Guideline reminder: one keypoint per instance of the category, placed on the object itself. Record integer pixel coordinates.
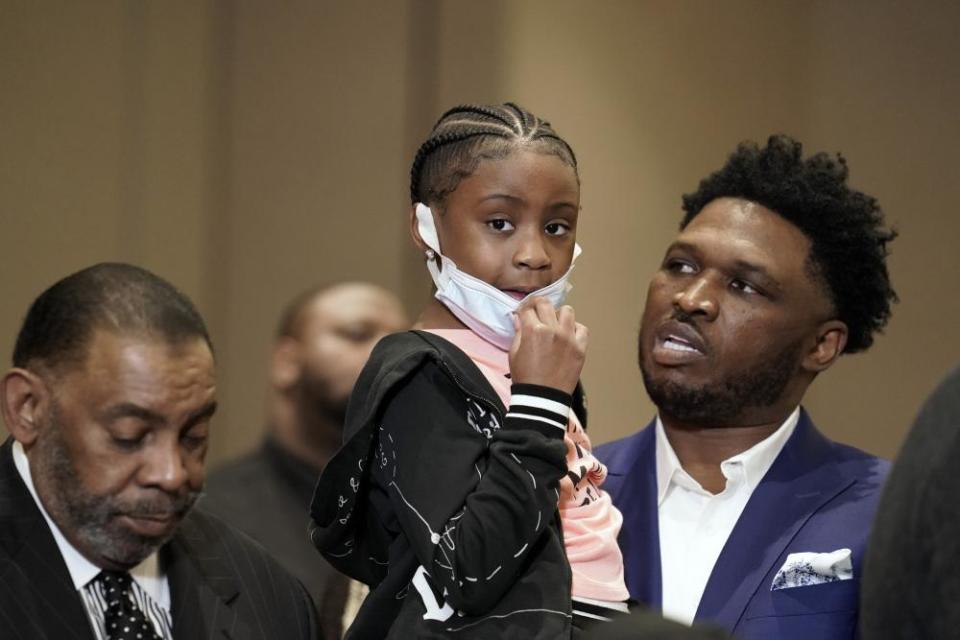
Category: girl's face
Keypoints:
(513, 222)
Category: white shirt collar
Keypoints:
(82, 571)
(754, 462)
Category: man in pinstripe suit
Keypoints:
(109, 403)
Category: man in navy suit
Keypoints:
(737, 510)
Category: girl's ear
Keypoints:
(415, 230)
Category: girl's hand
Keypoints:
(550, 346)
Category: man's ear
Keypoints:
(831, 340)
(23, 399)
(285, 366)
(415, 231)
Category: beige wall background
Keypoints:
(246, 150)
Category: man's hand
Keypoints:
(550, 346)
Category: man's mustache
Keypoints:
(159, 507)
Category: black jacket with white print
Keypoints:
(445, 503)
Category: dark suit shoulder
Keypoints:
(221, 577)
(621, 455)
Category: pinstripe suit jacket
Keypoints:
(223, 586)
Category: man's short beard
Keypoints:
(725, 402)
(91, 518)
(315, 403)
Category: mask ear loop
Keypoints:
(426, 226)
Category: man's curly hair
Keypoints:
(845, 226)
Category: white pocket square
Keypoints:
(807, 568)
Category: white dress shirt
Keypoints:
(695, 524)
(151, 589)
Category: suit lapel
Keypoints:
(800, 481)
(203, 589)
(637, 500)
(37, 596)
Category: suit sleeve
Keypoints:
(472, 496)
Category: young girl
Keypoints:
(465, 493)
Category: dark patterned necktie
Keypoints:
(123, 619)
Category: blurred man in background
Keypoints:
(911, 583)
(324, 338)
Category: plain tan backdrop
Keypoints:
(246, 150)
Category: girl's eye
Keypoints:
(745, 287)
(557, 229)
(679, 266)
(500, 224)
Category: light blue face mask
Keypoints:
(482, 307)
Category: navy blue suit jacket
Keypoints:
(818, 496)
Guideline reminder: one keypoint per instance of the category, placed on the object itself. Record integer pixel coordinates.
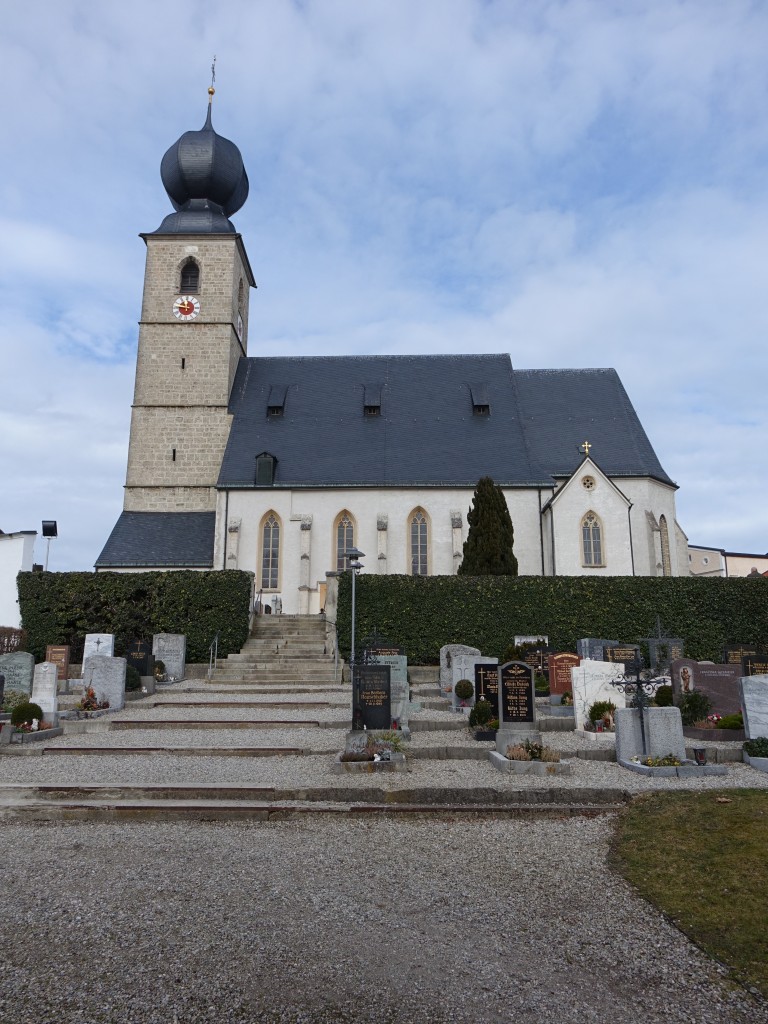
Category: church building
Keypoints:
(279, 465)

===============

### What is needed
Every line in the records is to be retyped exactly as it stands; the pictures stay out.

### Written solution
Guideline reminder: one keypoint per instance of the category, placed on the object itself. Record integer pixel coordinates.
Category: girl's face
Keypoints:
(513, 222)
Category: white shirt collar
Keypoints:
(82, 571)
(754, 462)
Category: man in pinstripe suit
Keypoints:
(109, 403)
Category: man in navy suit
Keypoints:
(737, 510)
Category: girl's ear
Keypoints:
(415, 230)
Category: girl's hand
Keypoints:
(550, 346)
Category: man's ear
Keypoints:
(831, 340)
(23, 399)
(285, 366)
(415, 231)
Category: beige wall background
Keypoints:
(246, 150)
Category: man's hand
Keypoints:
(550, 346)
Category: man's mustache
Keypoints:
(159, 507)
Category: black jacket with white print
Keypoints:
(445, 503)
Category: dark suit shoulder
Keypoints:
(221, 577)
(621, 455)
Category: pinstripe suit jacket
Keypoints:
(223, 586)
Category: man's short beard
Keypoints:
(725, 402)
(91, 518)
(315, 403)
Category: mask ear loop
Keypoints:
(426, 226)
Category: man's curly hair
Keypoints:
(845, 226)
Category: white pocket square
Keypoints:
(807, 568)
Category: white dress shirt
Keypoints:
(695, 524)
(151, 589)
Category: suit lapel
Keypoints:
(800, 481)
(203, 589)
(637, 500)
(37, 596)
Category: suit sleeve
Keypoints:
(472, 496)
Category: young girl
Keypoints:
(465, 493)
Category: dark patterned necktie
Keypoints:
(123, 619)
Category: blurred man in background
Keypoints:
(911, 583)
(324, 338)
Category: plain tan backdrop
Keypoints:
(246, 150)
Category: girl's eye
Keypoints:
(745, 287)
(557, 229)
(679, 266)
(500, 224)
Category: light blue face mask
Keypoints:
(482, 307)
Category: navy blue suit jacket
Keypoints:
(818, 496)
Guideline reminder: one keypoint per instance of the category, placed on the object itself. Record integer pixel coordinates.
Category: church building
Keypoints:
(279, 465)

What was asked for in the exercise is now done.